* **RECORDS FOR PROCESSING**:

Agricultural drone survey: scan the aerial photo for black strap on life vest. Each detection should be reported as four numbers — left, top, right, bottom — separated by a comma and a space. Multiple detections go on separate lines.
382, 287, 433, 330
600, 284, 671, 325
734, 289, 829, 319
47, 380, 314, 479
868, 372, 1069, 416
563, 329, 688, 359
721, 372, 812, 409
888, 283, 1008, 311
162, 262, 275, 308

* **EXERCISE AIM**:
Copy out the items above, changing "life vest" to "flotation vest" and leaving every other word unchanged.

* **ANSWER IN FULL**:
Agricultural drone survey: scan the aerial photo for black strap on flotation vest. Each detection should be reported as four numbers — left, top, right, bottom — separated by a comma and a space. Multiple detections go on separate lines.
382, 287, 433, 330
600, 284, 671, 325
734, 289, 829, 319
47, 380, 314, 479
868, 372, 1069, 416
563, 329, 688, 359
721, 372, 812, 409
888, 283, 1008, 311
162, 262, 275, 308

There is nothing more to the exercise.